**GEGEVEN OPDRACHT 1**
Neem de regels uit de records tussen de regel met "Screenshot question: where is the woman's forehead" en de regel met "[227,15,269,39]", beide inbegrepen, opnieuw over en wissel daarbij "ceramic" in voor "porcelain".

**TEKSTFRAGMENT**
########

LUC STANDAERT - 1e Prov. Kampioen Halve fond jaarse Oost-Vlaanderen

Liefhebber: 

Onderwerp: 

Landegem – Landegem is een dorp in Oost-Vlaanderen en is een deelgemeente van Deinze. Oorspronkelijk werd het bij Nevele gevoegd maar met de fusie van Deinze en Nevele kwam ook Landegem op 1 januari 2019 bij Deinze. Tot 2018 werd er de Belgian Master georganiseerd en dat was elk jaar een dag waar iedere duivenmelker naar uitkeek. Landegem telt momenteel nog een tiental duivenmelkers maar jammer genoeg slinkt dat cijfer ieder jaar.

########

**GETOOND MATERIAAL**
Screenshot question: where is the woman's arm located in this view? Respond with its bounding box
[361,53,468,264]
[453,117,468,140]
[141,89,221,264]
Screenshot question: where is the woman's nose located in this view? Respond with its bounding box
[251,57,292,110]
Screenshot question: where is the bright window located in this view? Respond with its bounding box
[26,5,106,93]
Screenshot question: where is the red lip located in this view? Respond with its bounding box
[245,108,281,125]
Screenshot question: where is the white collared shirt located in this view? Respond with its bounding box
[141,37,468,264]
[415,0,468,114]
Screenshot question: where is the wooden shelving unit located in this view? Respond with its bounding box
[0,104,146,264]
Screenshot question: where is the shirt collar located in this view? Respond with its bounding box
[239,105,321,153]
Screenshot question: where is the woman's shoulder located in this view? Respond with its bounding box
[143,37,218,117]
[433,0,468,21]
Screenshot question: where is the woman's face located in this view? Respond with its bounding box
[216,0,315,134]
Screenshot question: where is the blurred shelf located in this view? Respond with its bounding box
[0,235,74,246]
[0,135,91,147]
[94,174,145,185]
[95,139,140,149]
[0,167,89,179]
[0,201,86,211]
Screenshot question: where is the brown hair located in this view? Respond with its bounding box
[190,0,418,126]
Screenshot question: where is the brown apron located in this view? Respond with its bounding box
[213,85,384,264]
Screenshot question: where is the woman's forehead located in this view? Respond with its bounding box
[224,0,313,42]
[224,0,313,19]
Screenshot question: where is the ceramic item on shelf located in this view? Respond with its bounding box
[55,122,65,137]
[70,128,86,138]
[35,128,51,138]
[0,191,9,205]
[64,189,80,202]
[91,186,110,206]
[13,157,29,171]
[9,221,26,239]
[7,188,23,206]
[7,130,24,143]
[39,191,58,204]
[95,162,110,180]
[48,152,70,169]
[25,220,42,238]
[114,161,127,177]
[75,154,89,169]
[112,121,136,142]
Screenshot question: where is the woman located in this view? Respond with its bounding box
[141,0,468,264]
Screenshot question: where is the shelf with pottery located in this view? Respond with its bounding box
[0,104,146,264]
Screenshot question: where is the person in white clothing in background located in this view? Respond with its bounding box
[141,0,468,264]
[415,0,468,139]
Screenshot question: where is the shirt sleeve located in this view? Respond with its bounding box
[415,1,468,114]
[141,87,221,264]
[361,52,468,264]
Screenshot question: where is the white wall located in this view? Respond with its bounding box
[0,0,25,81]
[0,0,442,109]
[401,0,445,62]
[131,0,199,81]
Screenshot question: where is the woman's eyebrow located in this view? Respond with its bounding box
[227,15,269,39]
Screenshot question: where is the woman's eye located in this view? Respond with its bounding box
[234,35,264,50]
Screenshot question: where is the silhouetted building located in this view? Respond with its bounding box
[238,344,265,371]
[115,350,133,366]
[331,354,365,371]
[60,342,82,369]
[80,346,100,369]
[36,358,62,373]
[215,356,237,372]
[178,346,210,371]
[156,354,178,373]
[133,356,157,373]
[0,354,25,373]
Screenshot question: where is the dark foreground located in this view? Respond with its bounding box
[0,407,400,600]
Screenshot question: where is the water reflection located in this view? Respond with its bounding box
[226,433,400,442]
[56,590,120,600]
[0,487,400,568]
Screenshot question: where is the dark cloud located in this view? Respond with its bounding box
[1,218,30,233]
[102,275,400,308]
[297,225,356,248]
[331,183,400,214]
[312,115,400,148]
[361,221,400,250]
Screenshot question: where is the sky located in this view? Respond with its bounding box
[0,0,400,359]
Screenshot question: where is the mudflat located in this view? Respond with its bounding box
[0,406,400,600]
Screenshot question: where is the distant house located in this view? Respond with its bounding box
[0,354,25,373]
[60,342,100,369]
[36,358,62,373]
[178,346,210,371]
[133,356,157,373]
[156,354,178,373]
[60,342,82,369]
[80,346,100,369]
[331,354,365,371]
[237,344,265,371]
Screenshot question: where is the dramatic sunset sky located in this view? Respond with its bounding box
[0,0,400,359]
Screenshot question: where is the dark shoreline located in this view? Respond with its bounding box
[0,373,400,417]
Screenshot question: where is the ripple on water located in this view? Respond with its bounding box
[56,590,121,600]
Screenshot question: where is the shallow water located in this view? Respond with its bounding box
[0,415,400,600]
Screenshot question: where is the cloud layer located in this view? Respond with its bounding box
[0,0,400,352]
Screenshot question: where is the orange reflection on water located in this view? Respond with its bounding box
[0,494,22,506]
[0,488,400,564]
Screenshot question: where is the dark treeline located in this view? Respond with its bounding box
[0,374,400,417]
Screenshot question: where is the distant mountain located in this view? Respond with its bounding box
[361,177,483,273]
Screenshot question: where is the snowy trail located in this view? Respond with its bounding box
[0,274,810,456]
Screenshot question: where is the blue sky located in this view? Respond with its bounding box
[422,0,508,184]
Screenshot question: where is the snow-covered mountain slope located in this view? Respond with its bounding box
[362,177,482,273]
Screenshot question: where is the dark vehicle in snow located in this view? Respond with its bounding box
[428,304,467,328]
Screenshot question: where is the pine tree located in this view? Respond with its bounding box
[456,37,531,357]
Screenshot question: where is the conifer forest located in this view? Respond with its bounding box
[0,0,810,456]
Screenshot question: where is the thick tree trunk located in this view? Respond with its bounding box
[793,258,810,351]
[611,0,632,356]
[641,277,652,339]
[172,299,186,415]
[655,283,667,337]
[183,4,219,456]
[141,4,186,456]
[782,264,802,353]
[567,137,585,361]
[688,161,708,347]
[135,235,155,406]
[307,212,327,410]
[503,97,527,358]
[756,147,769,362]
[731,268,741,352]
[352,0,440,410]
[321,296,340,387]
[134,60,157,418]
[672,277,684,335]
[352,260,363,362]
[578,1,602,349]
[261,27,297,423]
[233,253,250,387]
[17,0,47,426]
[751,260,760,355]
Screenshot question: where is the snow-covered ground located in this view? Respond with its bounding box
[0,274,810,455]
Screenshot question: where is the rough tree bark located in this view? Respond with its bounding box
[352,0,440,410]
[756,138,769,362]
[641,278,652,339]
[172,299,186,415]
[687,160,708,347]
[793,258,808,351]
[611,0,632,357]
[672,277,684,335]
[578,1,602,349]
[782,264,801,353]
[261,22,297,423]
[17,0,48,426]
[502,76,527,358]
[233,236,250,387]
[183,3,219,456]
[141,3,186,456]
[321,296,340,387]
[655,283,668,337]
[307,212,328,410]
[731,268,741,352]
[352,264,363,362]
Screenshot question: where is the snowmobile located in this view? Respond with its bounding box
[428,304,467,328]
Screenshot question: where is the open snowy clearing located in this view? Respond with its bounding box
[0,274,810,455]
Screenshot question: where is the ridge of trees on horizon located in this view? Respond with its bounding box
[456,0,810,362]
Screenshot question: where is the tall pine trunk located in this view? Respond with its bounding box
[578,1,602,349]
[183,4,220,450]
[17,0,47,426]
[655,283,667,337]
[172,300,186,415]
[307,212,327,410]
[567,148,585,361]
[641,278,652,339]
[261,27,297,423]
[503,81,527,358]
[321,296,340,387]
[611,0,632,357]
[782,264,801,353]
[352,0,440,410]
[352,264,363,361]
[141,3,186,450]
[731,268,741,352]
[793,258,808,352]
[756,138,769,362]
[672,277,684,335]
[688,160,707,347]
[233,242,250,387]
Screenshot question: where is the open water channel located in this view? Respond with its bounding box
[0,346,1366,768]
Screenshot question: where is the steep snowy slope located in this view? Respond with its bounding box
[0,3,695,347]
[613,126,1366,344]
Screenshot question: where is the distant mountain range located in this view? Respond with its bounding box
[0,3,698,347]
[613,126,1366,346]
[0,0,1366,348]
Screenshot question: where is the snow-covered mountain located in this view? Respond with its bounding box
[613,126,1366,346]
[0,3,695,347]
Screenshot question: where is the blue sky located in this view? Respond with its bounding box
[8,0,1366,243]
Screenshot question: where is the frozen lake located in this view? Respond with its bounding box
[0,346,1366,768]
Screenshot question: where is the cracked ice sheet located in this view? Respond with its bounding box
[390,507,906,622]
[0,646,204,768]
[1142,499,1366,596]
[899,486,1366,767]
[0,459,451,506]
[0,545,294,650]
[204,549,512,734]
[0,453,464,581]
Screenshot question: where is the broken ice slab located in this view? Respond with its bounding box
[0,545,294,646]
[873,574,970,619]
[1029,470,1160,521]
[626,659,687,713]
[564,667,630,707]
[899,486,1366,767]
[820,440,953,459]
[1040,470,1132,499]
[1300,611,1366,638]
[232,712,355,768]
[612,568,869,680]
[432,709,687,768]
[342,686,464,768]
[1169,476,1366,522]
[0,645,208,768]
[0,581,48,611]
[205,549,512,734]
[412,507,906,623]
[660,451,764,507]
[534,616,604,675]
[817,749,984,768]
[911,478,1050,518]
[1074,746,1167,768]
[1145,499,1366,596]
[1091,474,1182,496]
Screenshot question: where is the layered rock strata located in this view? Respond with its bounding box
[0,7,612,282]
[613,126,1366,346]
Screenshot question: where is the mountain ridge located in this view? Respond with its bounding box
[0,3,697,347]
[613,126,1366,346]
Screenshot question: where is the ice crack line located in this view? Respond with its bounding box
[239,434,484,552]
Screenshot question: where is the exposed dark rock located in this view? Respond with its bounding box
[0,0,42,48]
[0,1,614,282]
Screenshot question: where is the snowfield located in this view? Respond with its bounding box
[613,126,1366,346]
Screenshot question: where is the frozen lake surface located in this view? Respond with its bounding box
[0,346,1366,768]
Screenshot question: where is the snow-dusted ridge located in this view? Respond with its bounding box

########

**GEGEVEN OPDRACHT 2**
Beantwoord de volgende vragen over de tekst over Landegem.
(a) Van welke gemeente is Landegem een deelgemeente?
(b) Op welke datum kwam Landegem bij Deinze?
(c) Hoeveel duivenmelkers telt Landegem momenteel nog?

**JUIST ANTWOORD 1**
Screenshot question: where is the woman's forehead located in this view? Respond with its bounding box
[224,0,313,42]
[224,0,313,19]
Screenshot question: where is the porcelain item on shelf located in this view? Respond with its bounding box
[55,122,65,137]
[70,128,86,138]
[35,128,51,138]
[0,191,9,205]
[64,189,80,202]
[91,186,110,206]
[13,157,29,171]
[9,221,26,239]
[7,188,23,206]
[7,130,24,143]
[39,191,58,204]
[95,162,110,180]
[48,152,70,169]
[25,220,42,238]
[114,161,127,177]
[75,154,89,169]
[112,121,136,142]
Screenshot question: where is the woman located in this view? Respond with its bounding box
[141,0,468,264]
Screenshot question: where is the shelf with pottery located in this view? Respond with its bounding box
[0,104,146,264]
Screenshot question: where is the person in white clothing in background located in this view? Respond with its bounding box
[141,0,468,264]
[415,0,468,139]
Screenshot question: where is the shirt sleeve located in this view? Respond with its bounding box
[415,1,468,114]
[141,87,221,264]
[361,52,468,264]
Screenshot question: where is the white wall located in this view? Respond with its bounding box
[0,0,25,81]
[0,0,442,109]
[401,0,445,62]
[131,0,199,81]
Screenshot question: where is the woman's eyebrow located in this view? Respond with its bounding box
[227,15,269,39]

**JUIST ANTWOORD 2**
(a) Deinze
(b) 1 januari 2019
(c) Een tiental